- [WHAT YOU HAVE TO DO]: Which lines of the data contain the string "jacket"? Report each one in full.
-- DATA EXCERPTS start --
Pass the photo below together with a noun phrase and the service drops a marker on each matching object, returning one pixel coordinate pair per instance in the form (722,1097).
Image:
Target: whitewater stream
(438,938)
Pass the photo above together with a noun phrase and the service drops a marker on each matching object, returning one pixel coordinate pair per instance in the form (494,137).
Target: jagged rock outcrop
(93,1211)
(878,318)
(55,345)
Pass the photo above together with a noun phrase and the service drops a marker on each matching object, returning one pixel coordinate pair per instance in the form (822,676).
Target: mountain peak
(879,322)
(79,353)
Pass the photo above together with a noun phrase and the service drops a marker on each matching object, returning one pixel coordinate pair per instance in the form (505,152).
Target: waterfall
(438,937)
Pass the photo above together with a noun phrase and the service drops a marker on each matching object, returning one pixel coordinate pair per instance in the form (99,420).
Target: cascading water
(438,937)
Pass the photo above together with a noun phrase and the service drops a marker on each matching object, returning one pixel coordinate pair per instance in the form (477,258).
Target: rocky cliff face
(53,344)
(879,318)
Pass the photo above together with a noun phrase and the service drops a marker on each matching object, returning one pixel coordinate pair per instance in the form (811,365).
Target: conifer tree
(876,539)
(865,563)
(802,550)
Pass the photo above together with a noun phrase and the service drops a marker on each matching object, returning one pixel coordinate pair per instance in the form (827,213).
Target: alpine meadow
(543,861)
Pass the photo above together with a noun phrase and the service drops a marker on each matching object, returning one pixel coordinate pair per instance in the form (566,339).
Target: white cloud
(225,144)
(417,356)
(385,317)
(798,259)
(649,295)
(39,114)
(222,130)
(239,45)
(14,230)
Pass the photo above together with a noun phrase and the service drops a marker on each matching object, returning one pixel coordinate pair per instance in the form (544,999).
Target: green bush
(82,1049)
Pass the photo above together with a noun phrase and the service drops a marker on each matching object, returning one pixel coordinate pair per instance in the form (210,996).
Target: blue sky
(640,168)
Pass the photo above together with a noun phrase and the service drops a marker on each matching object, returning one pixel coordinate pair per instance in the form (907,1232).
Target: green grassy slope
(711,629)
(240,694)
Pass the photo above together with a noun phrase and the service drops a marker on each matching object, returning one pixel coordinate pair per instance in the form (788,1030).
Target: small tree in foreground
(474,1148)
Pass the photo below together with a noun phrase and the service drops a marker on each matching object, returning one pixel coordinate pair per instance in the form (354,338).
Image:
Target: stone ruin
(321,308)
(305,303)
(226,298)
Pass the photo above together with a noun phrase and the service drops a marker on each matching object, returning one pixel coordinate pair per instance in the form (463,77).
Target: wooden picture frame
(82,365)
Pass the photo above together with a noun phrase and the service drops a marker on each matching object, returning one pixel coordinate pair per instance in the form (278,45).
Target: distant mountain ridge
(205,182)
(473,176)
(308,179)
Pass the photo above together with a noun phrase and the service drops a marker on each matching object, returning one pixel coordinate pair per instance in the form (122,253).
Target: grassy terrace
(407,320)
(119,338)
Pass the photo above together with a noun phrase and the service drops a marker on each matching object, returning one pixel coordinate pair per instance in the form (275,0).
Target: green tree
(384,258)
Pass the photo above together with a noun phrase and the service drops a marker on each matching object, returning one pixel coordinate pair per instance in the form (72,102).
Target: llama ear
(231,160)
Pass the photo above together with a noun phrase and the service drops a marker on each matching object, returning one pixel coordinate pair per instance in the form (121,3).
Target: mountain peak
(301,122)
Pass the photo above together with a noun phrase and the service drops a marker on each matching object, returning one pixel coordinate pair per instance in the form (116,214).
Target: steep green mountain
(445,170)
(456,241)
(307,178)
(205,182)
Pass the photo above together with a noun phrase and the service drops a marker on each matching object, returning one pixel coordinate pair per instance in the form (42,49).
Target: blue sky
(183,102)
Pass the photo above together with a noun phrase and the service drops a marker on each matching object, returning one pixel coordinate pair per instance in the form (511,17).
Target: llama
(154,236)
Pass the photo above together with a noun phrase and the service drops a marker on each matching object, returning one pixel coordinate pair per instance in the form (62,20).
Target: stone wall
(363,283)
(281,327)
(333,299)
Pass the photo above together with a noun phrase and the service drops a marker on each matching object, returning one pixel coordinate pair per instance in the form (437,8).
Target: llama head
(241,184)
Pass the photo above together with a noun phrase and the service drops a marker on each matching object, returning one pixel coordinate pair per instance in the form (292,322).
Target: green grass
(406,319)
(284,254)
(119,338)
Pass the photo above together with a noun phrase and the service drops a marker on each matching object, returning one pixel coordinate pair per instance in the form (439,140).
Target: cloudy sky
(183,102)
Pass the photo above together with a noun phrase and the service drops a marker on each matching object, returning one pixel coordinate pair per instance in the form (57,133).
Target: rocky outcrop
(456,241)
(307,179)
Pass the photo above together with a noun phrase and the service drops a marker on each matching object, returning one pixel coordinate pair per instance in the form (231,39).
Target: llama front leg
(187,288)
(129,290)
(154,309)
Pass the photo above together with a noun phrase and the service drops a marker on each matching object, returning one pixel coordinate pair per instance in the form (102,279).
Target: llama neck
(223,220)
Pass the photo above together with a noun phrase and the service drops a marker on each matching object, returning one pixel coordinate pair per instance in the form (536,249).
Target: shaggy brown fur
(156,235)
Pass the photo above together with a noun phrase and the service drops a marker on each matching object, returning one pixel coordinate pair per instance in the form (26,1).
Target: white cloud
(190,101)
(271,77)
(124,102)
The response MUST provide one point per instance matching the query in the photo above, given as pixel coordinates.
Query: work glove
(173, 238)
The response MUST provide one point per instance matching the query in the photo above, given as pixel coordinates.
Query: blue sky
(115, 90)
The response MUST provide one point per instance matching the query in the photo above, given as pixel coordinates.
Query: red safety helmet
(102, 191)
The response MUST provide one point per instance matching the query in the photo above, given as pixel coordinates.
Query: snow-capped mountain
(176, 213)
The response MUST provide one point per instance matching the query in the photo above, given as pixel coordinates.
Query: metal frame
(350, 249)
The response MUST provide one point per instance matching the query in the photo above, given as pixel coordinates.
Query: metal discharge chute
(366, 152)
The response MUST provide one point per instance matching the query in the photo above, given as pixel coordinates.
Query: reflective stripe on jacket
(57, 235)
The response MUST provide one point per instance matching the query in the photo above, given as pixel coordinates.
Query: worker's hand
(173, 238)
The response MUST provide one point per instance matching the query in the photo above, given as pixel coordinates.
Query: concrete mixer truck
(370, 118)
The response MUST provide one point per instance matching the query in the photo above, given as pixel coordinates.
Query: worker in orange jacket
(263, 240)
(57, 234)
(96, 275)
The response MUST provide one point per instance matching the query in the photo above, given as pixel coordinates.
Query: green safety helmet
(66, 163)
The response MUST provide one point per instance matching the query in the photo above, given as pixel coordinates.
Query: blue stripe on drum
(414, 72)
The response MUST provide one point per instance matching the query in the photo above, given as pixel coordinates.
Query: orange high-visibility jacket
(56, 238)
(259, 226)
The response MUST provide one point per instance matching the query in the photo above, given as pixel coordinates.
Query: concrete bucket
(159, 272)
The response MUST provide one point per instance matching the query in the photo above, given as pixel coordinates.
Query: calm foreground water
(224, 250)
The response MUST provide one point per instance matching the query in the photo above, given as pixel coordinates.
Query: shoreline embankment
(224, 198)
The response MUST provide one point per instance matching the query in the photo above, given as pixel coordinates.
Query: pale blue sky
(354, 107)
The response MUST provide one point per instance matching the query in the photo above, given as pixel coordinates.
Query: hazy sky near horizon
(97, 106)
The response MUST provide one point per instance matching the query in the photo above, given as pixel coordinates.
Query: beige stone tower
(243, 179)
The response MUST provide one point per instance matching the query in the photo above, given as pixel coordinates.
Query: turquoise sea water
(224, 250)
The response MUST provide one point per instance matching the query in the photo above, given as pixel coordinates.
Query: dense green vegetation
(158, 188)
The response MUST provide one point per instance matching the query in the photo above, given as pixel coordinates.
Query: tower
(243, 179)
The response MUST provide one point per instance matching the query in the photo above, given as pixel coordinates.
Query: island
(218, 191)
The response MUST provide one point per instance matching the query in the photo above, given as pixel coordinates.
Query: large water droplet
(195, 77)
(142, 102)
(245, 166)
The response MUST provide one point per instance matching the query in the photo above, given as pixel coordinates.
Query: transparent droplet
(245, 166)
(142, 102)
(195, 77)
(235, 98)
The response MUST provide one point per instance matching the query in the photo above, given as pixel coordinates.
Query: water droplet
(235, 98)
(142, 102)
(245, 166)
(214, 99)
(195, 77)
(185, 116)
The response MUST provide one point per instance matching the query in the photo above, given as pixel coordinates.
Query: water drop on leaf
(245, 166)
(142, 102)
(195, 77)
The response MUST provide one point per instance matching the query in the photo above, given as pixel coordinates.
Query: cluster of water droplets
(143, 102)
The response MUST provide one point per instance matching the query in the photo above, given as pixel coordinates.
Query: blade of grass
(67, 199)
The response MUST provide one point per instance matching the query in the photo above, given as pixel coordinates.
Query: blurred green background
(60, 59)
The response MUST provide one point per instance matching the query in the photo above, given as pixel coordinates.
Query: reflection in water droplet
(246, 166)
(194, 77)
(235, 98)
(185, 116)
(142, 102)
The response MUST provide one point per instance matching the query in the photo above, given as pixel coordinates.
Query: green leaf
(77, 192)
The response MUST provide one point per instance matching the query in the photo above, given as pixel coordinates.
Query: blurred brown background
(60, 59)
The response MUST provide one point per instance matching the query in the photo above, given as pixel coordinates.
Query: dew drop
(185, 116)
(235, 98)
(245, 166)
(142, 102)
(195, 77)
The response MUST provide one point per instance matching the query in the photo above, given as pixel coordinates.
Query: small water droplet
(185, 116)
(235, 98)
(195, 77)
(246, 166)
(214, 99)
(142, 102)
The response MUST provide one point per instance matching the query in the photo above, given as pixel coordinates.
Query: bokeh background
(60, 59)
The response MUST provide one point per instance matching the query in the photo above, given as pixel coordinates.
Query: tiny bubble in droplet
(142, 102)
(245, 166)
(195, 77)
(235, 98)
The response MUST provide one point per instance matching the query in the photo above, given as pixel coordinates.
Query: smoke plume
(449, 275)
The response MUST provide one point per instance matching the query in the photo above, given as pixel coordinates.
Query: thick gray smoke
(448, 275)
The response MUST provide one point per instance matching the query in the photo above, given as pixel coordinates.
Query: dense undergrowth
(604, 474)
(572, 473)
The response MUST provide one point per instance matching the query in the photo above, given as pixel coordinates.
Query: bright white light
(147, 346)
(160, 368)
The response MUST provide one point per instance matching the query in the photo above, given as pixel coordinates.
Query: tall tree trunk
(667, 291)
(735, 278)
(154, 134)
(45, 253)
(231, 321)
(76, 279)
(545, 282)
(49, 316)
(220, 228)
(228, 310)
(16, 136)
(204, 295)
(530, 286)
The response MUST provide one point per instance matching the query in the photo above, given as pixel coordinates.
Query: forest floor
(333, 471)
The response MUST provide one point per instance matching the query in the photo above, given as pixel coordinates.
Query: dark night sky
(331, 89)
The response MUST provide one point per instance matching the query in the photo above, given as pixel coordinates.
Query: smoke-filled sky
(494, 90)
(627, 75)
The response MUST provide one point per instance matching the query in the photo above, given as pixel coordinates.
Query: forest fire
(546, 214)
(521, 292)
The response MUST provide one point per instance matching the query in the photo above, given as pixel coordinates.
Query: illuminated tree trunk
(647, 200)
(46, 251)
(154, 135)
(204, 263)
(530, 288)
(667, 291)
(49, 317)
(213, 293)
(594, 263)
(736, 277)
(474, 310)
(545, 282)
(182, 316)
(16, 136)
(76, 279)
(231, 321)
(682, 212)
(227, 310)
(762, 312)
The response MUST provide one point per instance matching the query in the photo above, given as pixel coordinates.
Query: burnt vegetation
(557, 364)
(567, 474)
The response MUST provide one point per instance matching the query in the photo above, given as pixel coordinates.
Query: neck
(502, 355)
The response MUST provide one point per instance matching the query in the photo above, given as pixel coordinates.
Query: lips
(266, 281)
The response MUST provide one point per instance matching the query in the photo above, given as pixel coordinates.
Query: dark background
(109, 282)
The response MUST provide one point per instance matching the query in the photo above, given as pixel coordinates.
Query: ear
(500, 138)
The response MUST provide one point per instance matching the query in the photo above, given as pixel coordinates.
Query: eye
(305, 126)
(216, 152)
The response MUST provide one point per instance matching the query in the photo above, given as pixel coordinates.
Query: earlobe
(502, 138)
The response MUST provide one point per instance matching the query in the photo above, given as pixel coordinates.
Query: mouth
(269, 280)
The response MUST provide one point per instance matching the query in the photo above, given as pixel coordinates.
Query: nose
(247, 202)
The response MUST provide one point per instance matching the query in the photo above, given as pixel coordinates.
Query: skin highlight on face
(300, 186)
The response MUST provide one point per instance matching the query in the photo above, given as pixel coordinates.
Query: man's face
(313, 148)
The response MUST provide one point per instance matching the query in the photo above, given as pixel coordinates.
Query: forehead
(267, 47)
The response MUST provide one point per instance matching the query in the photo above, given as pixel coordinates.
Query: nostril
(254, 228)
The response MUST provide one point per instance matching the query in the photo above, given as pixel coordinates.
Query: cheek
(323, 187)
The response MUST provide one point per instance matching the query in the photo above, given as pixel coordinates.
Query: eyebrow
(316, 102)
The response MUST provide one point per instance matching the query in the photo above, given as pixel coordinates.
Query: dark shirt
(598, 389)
-- DATA EXCERPTS end --
- [SOLUTION TO THIS PROBLEM]:
Query: reflective stripe on jacket
Query: worker in orange jacket
Query: orange high-visibility jacket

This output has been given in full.